**YOUR TASK**: Can you turn every line of all the entries below into a JSON list of strings, with one string per line, blank lines skipped, and the pictures left out?

Entries locating objects in images:

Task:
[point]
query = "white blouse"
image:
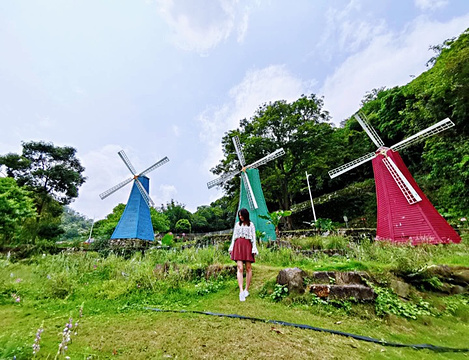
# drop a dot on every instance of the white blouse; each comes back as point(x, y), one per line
point(247, 232)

**WORKED SOLUTION**:
[
  "Task:",
  "[point]",
  "query = \"white blouse\"",
  "image:",
  "# drop a dot on every instance of the white blouse; each comes back as point(x, y), one per line",
  "point(247, 232)"
]